Poland, Eagle in the East is a book about Poland by a foreigner which is nevertheless modest. Mr. Woods confesses in his Introduction that “to write about Poland is to walk on eggs, and this is a book I shall wish for the rest of my life I could rewrite…” and his respect before the tragedy and subtlety of Poland cautions him on every page. The Polish government asked him to write “a book” and provided him with every kind of help during his stay. They asked only that he should “look at things in the perspective of Polish history and with an awareness of Poland’s particular…problems.”

This was a fairly bold enterprise on the Polish side. As it happened, Mr. Woods found himself in Warsaw the day the student demonstrations broke out last March, and witnessed the beginning of the great convulsion which followed. Some of what he subsequently wrote, about this and other things, is very angry indeed. One suspects that the man who commissioned him to write this book is not surprised by this. To write about Poland with “perspective” and “awareness of particular problems” must either produce a mixture of rage and reverence or be a waste of time.

__DATA SUPPLIED__
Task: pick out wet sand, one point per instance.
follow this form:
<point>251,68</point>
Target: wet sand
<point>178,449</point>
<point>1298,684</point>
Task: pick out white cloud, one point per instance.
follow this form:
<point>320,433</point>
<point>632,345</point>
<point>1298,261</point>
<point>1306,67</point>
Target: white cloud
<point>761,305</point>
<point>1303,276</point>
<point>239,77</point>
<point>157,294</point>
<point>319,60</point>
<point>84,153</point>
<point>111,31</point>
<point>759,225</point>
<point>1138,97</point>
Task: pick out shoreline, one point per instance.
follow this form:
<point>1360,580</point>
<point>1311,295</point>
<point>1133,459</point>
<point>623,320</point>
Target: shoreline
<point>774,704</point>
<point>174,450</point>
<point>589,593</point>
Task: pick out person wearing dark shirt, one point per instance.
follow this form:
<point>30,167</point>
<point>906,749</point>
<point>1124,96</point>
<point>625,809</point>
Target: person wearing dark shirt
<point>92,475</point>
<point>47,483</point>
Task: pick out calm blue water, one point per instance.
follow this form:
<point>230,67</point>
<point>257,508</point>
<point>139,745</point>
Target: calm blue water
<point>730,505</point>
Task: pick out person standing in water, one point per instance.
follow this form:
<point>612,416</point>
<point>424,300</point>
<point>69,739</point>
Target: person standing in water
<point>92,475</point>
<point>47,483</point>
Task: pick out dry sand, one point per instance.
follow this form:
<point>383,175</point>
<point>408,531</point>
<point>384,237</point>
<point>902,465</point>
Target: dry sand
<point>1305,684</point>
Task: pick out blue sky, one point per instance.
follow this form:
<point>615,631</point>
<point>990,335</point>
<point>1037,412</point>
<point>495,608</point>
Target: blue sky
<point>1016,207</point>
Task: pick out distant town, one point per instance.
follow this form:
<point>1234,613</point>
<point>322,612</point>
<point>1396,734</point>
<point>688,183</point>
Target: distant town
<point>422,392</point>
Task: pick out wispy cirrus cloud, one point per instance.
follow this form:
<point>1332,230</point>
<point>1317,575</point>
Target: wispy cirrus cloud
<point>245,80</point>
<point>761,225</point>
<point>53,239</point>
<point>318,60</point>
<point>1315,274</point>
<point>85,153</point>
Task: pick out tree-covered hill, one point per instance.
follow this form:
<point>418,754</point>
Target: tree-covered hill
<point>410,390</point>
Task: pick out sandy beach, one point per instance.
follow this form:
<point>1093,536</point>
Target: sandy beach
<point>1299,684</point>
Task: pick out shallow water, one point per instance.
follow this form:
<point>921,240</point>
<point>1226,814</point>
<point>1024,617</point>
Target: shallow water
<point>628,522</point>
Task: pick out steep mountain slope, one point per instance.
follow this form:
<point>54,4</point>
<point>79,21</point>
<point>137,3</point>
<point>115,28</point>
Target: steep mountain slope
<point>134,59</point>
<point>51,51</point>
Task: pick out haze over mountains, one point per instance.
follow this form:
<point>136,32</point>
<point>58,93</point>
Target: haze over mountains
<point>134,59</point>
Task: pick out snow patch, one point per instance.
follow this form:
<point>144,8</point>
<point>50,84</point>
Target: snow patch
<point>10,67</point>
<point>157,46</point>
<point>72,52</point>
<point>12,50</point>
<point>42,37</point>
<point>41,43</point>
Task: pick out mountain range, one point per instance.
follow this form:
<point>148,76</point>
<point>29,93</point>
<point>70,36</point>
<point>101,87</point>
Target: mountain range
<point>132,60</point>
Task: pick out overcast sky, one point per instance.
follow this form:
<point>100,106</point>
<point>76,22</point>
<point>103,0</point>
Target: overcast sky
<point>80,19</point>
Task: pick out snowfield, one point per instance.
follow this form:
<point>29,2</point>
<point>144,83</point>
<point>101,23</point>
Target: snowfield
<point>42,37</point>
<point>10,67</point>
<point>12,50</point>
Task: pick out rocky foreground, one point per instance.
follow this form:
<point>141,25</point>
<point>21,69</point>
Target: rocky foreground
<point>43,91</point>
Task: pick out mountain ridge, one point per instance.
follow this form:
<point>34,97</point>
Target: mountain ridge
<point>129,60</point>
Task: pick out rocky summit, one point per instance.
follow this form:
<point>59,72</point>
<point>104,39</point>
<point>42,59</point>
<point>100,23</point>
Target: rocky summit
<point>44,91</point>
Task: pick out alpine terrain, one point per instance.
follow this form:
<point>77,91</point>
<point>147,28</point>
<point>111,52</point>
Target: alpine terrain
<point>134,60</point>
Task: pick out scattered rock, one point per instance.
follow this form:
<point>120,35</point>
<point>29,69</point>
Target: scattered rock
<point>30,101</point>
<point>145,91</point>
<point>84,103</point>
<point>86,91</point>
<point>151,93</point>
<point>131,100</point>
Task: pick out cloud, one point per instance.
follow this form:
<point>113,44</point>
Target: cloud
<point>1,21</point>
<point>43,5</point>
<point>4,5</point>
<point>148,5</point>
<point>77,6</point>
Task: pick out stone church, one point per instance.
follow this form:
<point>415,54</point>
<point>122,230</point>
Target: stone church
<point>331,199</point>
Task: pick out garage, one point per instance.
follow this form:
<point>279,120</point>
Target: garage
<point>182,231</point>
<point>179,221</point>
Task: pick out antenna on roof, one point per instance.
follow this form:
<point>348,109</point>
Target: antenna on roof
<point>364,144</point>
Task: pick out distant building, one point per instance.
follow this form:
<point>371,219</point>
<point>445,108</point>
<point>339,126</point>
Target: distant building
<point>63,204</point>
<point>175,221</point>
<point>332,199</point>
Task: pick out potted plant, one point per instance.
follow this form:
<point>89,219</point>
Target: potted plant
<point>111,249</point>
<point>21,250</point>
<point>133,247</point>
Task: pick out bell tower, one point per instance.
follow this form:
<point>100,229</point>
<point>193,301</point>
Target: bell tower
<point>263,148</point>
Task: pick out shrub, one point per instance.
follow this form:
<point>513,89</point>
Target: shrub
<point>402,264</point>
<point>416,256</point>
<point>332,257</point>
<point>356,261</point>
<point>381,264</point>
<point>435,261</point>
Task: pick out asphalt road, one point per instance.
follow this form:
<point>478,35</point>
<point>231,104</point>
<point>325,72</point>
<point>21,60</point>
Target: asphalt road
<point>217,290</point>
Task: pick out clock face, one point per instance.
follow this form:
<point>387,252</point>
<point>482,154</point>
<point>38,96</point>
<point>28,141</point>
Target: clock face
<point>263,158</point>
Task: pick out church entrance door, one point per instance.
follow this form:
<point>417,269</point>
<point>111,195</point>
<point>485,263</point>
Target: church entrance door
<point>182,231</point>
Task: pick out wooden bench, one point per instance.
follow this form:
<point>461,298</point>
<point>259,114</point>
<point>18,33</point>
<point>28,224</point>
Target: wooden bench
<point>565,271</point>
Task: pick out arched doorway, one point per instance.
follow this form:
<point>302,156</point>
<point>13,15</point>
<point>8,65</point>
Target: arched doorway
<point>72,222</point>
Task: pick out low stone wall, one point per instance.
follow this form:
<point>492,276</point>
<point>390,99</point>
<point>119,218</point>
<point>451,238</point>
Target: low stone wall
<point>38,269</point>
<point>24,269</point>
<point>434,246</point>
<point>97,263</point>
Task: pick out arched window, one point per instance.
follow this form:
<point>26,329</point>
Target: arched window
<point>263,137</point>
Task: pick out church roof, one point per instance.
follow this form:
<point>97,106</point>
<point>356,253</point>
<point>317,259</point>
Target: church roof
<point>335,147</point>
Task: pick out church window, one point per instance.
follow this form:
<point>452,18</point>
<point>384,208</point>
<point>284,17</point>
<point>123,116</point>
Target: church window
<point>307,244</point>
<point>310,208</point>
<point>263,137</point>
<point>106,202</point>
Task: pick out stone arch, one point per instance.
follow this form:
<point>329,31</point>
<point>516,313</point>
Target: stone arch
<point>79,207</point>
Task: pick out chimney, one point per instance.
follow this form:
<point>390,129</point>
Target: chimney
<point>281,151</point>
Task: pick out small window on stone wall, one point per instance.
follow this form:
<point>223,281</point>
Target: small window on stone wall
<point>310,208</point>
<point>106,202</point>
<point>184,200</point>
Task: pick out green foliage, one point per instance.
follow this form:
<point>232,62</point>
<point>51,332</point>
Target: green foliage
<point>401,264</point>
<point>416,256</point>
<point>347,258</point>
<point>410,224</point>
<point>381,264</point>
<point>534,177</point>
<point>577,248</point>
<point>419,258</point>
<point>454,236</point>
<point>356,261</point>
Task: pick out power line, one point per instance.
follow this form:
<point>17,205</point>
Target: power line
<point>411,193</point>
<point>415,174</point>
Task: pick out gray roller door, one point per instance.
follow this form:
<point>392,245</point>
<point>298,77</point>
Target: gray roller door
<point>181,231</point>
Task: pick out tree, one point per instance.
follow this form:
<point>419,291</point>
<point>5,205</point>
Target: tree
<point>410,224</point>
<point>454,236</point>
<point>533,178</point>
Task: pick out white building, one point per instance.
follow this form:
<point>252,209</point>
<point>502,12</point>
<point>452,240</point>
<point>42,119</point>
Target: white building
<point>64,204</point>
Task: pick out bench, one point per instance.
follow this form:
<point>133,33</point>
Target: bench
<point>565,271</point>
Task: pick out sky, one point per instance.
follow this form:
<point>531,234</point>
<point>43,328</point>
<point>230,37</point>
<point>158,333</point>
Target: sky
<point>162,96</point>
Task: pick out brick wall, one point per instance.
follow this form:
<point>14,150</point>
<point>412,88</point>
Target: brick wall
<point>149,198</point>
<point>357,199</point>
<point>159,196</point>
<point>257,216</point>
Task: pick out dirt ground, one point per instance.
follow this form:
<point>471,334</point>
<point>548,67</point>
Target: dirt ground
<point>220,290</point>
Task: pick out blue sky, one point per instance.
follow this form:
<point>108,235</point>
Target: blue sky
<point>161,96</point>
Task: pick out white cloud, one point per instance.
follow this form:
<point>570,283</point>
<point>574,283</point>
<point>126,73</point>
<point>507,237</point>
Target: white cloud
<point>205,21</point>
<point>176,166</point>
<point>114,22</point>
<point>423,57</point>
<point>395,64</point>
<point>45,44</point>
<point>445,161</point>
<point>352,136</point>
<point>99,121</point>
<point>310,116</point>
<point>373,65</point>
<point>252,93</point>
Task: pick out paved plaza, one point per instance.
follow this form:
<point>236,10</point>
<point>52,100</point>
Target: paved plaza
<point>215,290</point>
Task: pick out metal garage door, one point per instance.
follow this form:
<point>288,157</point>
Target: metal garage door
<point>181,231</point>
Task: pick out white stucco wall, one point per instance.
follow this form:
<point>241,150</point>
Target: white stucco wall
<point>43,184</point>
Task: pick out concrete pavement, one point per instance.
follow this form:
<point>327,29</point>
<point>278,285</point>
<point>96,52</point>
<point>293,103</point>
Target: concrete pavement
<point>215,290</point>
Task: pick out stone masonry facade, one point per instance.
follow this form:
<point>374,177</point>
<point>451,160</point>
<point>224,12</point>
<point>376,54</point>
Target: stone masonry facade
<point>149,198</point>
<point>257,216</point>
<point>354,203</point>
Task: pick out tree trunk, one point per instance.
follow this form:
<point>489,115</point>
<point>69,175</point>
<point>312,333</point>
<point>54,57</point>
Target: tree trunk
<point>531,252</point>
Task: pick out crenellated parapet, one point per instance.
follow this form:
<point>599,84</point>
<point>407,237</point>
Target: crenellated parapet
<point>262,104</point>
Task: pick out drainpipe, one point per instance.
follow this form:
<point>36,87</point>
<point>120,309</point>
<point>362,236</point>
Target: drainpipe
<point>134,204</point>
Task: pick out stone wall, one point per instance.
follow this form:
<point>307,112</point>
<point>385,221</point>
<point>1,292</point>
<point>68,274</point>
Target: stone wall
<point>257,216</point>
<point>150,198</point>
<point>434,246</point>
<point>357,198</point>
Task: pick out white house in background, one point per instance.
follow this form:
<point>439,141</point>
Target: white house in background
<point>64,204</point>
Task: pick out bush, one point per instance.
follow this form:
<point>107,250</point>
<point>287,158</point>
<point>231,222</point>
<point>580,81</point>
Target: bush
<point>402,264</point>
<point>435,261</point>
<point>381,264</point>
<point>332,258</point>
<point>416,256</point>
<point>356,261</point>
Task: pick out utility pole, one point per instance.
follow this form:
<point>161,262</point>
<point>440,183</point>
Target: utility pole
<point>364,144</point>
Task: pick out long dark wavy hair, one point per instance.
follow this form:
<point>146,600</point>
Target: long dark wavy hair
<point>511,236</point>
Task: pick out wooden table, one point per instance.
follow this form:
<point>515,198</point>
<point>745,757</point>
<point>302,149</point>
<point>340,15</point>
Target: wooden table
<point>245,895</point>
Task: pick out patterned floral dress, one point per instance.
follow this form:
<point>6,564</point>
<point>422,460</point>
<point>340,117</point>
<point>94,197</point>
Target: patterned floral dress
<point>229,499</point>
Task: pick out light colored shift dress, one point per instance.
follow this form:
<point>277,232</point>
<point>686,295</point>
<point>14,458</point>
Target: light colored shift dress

__WHAT THE EXERCISE ASKS__
Answer these questions from the review of Poland, Eagle in the East:
(a) In the Introduction, what does Mr. Woods say writing about Poland is like?
(b) Who asked him to write the book?
(c) In which city was he on the day the student demonstrations broke out?
This material has no connection to the review of Poland, Eagle in the East.

__RESPONSE AREA__
(a) Walking on eggs.
(b) The Polish government.
(c) Warsaw.